◆ PROVIDED TEXT
>>
In my vodka-clouded mind thoughts of falling through the wooden floor mix with thoughts of strange insects, even bigger than those I have come across in Texas—where everything is already bigger. They are not healthy thoughts and, finishing my business, I rush back to the living room—I need Emily’s hand sanitizer to erase the bacteria on my hands and the brother-in-law’s vodka to erase my memory. The third bottle erases the memory—but at a price. The next morning, I get an extended stay above the black pit—relatively sober.


Living On a Prayer

Khorshed wants to get back to Dushanbe fast. He throws our Mercedes Benz around the curves with abandon, paying no attention to the rocks randomly dotting the unpaved road. We whip around one corner, almost meeting a black Opel Vectra head-on. As Khorshed throws the large sedan around the curves, I feel the wheels slip and—sitting in the front seat—am treated with a beautiful mountain vista. We are closer to the clouds than we are to the earth that lies several thousand feet below the edge of the road that itself is just a few feet from the left side of the car. However, I reason, if Khorshed keeps driving like this, we will be closer than we had ever wanted to be from that earth so far below us.
<<
◆ WORK INSTRUCTIONS
(1) In the travel passage, what car do they nearly hit head-on while rounding a corner?
(2) Write what comes next in the travel passage, picking up after its final sentence.
The rows that come next have no connection to the travel passage.

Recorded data
>>
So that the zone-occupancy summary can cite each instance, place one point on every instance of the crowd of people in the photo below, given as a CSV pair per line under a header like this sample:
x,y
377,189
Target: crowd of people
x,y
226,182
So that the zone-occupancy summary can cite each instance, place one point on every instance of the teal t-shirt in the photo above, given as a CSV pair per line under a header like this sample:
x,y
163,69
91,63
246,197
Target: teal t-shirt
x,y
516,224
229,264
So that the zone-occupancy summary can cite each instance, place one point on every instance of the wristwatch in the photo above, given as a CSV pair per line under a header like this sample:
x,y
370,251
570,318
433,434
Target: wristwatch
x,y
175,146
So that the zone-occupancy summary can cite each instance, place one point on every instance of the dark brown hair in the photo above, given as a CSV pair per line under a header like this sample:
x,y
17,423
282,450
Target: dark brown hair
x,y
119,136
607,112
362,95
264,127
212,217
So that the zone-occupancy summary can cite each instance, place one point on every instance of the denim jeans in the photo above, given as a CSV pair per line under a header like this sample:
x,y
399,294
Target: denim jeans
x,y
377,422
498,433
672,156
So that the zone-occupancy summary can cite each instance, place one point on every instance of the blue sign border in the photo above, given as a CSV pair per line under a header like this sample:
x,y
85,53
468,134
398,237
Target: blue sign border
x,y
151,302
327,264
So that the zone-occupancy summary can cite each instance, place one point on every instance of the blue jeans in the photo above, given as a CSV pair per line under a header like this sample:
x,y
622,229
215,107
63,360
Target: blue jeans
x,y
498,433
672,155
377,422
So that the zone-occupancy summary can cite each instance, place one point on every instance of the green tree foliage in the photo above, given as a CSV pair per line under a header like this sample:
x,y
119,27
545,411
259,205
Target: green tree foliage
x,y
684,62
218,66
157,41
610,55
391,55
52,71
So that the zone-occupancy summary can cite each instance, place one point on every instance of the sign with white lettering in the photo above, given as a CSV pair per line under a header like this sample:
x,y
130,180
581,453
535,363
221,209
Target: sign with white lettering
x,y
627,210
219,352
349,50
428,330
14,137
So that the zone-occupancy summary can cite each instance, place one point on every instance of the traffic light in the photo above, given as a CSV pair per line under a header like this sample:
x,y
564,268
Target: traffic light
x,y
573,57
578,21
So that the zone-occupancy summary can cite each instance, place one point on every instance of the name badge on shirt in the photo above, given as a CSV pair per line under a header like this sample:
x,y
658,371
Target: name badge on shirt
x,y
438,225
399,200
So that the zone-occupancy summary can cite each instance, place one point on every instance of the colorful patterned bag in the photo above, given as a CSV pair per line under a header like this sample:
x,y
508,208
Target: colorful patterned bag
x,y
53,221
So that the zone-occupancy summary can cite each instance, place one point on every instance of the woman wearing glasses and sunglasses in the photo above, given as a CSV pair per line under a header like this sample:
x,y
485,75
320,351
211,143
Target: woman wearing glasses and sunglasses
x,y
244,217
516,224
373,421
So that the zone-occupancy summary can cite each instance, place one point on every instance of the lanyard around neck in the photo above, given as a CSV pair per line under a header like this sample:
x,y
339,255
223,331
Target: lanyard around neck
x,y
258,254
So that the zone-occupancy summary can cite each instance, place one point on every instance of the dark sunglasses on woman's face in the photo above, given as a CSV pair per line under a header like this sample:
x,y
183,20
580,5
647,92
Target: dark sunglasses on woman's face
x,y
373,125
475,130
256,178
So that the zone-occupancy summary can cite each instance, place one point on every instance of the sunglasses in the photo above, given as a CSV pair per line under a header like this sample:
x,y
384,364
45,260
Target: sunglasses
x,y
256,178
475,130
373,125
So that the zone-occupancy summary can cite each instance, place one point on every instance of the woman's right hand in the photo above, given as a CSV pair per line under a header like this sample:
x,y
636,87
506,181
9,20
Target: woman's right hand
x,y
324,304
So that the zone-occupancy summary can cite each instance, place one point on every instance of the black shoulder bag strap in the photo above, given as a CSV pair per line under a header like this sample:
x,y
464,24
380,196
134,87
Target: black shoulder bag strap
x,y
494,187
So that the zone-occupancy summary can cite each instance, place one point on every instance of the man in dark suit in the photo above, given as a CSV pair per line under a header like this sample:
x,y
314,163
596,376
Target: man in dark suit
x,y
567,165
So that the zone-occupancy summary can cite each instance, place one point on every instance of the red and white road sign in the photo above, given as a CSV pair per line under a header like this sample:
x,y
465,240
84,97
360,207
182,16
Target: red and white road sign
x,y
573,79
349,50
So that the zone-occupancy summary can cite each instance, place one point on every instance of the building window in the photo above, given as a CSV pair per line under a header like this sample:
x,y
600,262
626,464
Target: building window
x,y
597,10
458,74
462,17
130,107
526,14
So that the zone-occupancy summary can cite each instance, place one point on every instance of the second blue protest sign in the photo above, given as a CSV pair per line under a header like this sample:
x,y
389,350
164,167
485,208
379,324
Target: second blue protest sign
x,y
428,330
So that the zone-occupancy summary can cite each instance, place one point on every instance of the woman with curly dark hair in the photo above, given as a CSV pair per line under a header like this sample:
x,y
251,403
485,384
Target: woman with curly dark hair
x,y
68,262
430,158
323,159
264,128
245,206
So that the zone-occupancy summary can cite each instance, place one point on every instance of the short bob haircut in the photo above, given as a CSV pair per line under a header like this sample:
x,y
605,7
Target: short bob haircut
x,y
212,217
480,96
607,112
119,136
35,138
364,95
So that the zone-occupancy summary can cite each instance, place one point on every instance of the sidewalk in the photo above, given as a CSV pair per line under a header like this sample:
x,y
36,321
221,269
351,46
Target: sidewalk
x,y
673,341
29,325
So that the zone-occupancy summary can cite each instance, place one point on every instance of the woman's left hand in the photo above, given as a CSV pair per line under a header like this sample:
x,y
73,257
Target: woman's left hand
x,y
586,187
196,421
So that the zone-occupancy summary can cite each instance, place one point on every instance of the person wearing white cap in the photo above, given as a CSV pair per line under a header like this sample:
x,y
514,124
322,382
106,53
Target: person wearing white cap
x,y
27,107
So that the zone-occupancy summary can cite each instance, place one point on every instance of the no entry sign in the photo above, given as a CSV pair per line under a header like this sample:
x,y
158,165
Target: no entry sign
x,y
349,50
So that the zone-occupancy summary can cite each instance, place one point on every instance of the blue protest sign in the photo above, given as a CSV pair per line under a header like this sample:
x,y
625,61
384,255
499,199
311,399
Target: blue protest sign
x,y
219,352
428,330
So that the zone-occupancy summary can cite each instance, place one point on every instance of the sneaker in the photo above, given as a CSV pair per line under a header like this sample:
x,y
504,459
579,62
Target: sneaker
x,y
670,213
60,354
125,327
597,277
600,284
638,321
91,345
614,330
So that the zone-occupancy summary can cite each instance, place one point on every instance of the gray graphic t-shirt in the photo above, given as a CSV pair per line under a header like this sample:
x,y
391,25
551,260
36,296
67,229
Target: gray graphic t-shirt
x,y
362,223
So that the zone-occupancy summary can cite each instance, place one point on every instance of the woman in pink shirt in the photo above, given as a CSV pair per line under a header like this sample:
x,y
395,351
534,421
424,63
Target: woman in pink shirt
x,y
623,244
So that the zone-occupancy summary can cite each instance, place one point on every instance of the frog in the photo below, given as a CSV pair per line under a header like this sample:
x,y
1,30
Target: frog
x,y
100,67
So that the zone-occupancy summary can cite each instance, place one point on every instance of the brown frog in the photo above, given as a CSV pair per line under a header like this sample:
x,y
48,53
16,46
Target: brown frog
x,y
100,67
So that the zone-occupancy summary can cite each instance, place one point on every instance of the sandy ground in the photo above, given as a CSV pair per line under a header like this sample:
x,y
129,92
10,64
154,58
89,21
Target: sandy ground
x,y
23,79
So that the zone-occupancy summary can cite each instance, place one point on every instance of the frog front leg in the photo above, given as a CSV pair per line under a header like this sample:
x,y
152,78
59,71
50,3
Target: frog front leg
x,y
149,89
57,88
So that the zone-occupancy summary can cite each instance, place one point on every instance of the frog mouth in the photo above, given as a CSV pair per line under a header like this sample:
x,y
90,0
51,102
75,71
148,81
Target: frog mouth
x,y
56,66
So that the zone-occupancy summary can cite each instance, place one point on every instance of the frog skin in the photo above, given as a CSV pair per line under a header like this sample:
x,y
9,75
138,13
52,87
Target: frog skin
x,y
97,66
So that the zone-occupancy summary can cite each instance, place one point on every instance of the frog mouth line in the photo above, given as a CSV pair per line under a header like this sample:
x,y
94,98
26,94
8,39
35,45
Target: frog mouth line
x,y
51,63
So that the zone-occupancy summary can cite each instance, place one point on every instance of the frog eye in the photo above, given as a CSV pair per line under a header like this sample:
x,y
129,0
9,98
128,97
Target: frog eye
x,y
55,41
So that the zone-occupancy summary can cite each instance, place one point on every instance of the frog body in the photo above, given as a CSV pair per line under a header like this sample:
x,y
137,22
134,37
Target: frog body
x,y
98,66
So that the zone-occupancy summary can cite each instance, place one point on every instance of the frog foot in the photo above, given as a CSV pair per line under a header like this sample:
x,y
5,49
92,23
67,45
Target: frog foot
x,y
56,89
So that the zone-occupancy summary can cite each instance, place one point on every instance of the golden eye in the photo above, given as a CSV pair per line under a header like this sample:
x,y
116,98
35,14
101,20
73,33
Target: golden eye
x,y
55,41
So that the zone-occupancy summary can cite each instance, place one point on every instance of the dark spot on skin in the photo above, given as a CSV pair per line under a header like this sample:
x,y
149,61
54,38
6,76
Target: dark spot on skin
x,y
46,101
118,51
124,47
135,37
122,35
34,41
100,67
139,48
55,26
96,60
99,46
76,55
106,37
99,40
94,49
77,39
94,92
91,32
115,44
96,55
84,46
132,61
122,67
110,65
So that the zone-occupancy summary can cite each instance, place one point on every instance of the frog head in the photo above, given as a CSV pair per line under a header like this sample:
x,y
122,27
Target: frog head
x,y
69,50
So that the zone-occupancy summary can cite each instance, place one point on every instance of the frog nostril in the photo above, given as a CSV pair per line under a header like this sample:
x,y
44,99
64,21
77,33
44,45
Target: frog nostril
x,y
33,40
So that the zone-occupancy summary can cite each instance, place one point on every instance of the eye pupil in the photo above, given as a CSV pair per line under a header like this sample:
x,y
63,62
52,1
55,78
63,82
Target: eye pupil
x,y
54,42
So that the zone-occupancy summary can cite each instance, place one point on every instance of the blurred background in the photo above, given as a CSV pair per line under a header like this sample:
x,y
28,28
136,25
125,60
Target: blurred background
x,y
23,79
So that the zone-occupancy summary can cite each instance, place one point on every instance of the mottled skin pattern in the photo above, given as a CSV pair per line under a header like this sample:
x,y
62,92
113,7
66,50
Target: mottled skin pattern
<<
◆ TASK-BY-TASK RESULTS
(1) A black Opel Vectra.

(2)
I look back to see Jess, Emily, and Kevin frozen together in the back seat, their faces a picture of a stunned resignation to ‘what will be will be’. I grab Emily’s Ipod that currently is playing Dave Matthew’s Band’s Crash. I feel like we need a little something more. Finding that “something more”, I blast it. New Jersey’s own Jon Bon Jovi comes blasting out of the speakers across the mountains of Northern Tajikistan: Livin’ on a prayer/take my hand and we’ll make It I swear . . . The back seat erupts into laughter, while Khorshed’s face is expressionless. He’s concentrating on driving. I, for my part, am hoping we’ll make it, but I’m not so sure that I would go so far as to swear it . . .


The Summer of Whores Part 2

We had survived our adventures on the mountain passes, in a brothel, in Kyrgyzstan, and—above all (literally)—in the black pit. Suffice it to say, we deserve some relaxation. Where to relax in Dushanbe on a weeknight? Our destination is non-other than the bar at the old communist-era hotel, the monolithic Paytakht that dominates the city’s central square.

Kevin, Emily, and I choose the outside seating over the stifling smoke of the inside bar. I order a couple beers for my friends, a vodka and apple juice for myself, and a melon hookah for all of us before returning outside. As we sit waiting for our order, it feels good to let the cool mountain air of the Dushanbe night settle around me, knowing that I am, relatively at least, safe.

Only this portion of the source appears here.